[Saved data entries]
-------------------------

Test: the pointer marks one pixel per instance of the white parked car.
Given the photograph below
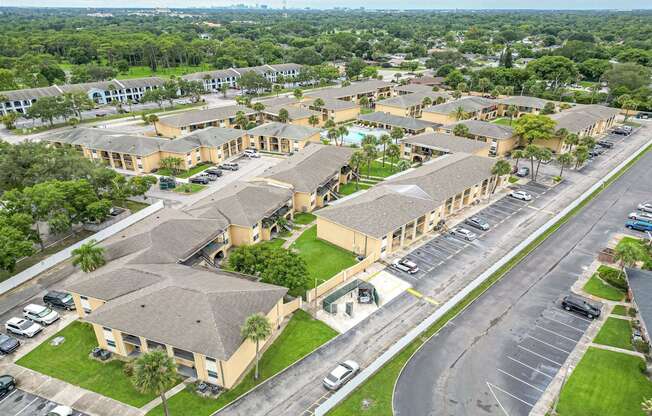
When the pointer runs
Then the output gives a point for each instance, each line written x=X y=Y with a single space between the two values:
x=22 y=326
x=60 y=411
x=251 y=153
x=341 y=375
x=468 y=235
x=645 y=207
x=641 y=216
x=39 y=313
x=522 y=195
x=406 y=266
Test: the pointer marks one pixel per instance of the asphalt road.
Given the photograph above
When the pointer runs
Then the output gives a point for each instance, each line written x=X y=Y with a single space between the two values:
x=481 y=362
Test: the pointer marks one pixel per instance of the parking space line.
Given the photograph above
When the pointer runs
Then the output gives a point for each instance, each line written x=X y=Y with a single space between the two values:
x=556 y=334
x=509 y=394
x=550 y=345
x=28 y=405
x=518 y=379
x=539 y=355
x=527 y=366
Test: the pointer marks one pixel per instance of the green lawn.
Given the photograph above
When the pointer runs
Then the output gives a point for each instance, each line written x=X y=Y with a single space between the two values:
x=188 y=188
x=621 y=310
x=598 y=288
x=349 y=188
x=304 y=218
x=324 y=259
x=35 y=258
x=301 y=336
x=184 y=174
x=503 y=121
x=70 y=362
x=616 y=333
x=605 y=383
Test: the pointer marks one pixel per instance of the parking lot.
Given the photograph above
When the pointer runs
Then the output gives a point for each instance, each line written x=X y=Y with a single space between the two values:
x=20 y=403
x=523 y=373
x=445 y=247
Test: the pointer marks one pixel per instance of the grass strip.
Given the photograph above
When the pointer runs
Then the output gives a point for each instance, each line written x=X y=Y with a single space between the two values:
x=378 y=389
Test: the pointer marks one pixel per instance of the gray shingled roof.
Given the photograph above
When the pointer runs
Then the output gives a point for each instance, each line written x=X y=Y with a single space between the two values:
x=524 y=101
x=398 y=121
x=193 y=309
x=484 y=129
x=283 y=130
x=242 y=203
x=469 y=104
x=353 y=89
x=446 y=143
x=310 y=167
x=188 y=118
x=391 y=204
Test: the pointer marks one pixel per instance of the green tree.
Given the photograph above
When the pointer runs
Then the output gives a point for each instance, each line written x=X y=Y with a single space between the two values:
x=155 y=373
x=532 y=127
x=500 y=168
x=256 y=329
x=89 y=256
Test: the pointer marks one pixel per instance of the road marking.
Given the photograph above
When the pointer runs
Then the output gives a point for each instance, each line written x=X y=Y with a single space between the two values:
x=550 y=345
x=28 y=405
x=531 y=368
x=539 y=355
x=518 y=379
x=559 y=335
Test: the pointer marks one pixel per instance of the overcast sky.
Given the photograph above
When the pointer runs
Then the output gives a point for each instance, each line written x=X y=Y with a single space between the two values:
x=418 y=4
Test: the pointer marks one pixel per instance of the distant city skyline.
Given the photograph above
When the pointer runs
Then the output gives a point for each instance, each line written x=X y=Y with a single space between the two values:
x=320 y=4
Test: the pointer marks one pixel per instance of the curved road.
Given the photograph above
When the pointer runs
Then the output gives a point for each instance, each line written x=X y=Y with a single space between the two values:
x=497 y=356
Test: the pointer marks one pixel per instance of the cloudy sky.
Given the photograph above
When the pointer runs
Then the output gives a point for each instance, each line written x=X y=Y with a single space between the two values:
x=413 y=4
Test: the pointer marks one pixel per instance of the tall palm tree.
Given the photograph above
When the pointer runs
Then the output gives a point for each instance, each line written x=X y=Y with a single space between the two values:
x=341 y=132
x=256 y=328
x=370 y=154
x=155 y=373
x=500 y=168
x=385 y=140
x=357 y=159
x=89 y=256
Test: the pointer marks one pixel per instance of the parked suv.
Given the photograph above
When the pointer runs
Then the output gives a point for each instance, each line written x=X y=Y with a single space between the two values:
x=577 y=304
x=63 y=300
x=39 y=313
x=22 y=326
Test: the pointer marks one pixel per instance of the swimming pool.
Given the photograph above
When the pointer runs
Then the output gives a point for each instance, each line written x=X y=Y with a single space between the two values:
x=357 y=133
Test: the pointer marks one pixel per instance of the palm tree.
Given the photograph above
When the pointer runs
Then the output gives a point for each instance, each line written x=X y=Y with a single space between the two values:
x=627 y=254
x=385 y=140
x=459 y=113
x=341 y=132
x=518 y=154
x=155 y=373
x=89 y=256
x=500 y=168
x=370 y=154
x=397 y=134
x=153 y=119
x=357 y=159
x=256 y=328
x=564 y=159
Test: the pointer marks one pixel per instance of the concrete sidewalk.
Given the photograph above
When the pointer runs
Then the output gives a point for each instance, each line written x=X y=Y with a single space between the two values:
x=67 y=394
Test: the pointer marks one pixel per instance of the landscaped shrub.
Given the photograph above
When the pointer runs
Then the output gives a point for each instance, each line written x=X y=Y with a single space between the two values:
x=613 y=276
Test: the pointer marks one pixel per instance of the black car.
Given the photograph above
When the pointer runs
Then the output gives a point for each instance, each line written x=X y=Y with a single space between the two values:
x=8 y=344
x=200 y=180
x=60 y=300
x=7 y=385
x=579 y=305
x=214 y=171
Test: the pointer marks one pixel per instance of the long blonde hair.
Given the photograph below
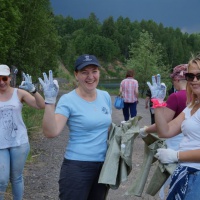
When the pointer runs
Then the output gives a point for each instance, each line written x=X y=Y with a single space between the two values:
x=191 y=97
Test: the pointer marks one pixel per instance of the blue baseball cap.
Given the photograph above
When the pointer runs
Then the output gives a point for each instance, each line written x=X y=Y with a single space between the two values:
x=85 y=60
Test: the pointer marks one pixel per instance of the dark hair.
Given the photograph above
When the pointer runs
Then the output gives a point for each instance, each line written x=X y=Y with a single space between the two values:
x=130 y=73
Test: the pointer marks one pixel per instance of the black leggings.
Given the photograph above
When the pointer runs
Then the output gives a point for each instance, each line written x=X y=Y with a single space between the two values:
x=79 y=181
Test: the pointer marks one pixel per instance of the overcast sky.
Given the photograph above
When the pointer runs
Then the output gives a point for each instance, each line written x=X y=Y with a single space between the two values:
x=184 y=14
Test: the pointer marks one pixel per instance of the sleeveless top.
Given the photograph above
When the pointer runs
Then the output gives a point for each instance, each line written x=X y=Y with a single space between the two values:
x=13 y=131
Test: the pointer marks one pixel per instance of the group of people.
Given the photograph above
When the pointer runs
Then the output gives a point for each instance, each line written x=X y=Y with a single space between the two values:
x=87 y=112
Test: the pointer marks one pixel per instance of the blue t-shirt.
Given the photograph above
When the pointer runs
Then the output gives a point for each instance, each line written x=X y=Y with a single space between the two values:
x=88 y=123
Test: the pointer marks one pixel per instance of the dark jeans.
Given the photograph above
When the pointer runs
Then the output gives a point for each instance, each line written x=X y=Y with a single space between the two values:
x=129 y=110
x=79 y=181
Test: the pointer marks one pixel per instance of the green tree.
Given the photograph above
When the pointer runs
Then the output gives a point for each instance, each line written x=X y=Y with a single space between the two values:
x=10 y=19
x=37 y=46
x=146 y=60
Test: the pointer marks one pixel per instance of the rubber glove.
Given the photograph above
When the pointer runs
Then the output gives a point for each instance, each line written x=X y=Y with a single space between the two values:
x=27 y=84
x=50 y=88
x=142 y=132
x=167 y=155
x=158 y=89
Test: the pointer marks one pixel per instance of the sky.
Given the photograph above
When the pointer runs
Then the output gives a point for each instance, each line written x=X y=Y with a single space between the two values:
x=183 y=14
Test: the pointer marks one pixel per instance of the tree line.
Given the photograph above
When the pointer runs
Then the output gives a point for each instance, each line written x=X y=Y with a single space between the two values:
x=34 y=40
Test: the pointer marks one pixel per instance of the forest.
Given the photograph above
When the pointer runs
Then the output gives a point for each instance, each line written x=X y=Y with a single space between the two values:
x=35 y=40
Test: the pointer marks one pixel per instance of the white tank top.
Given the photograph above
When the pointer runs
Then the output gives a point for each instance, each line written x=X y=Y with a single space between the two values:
x=12 y=128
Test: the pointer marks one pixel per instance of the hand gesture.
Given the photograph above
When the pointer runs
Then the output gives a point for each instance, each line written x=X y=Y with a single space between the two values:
x=167 y=155
x=158 y=90
x=27 y=84
x=142 y=132
x=50 y=88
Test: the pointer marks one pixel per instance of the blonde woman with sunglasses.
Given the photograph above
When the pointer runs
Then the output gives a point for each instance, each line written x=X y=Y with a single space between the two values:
x=14 y=143
x=186 y=177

-------------------------

▸ TO DO
Using the data above, repeat exactly the lines that begin at the line with "Test: the pointer marks one pixel per instance of the parked" and end at the line with "the black car.", both ends included.

▸ RESPONSE
Test: the pointer marks one pixel per instance of the parked suv.
Given the photograph above
When the pointer runs
Then the output gives a point for each instance, each line written x=X y=Y with a single space between the two values:
x=577 y=304
x=63 y=300
x=39 y=313
x=22 y=326
Test: the pointer marks one pixel per instance of the swimming pool.
Given the photograph above
When the pointer runs
Then the output gives a point for each instance, each line written x=X y=Y with a single space between the two values:
x=357 y=133
Test: the pointer marks one pixel per instance of the palm tree.
Given the photograph above
When the pointer runs
Then the output gives a point for each instance, each line written x=X y=Y with a single space between the two values:
x=627 y=254
x=385 y=140
x=459 y=113
x=341 y=132
x=518 y=154
x=155 y=373
x=89 y=256
x=500 y=168
x=370 y=154
x=397 y=134
x=153 y=119
x=357 y=159
x=256 y=328
x=564 y=159
Test: the pointer marks one pixel per instance of the concrete sidewalk.
Given the photograph above
When the pointer runs
Then the output gives a point for each instance, each line written x=X y=Y with a single space between the two values:
x=67 y=394
Test: the pointer marks one pixel per instance of the landscaped shrub.
Given the photograph above
When the pointer runs
Then the output gives a point for each instance, each line written x=X y=Y with a single space between the two values:
x=613 y=276
Test: the pointer marks one pixel per instance of the black car.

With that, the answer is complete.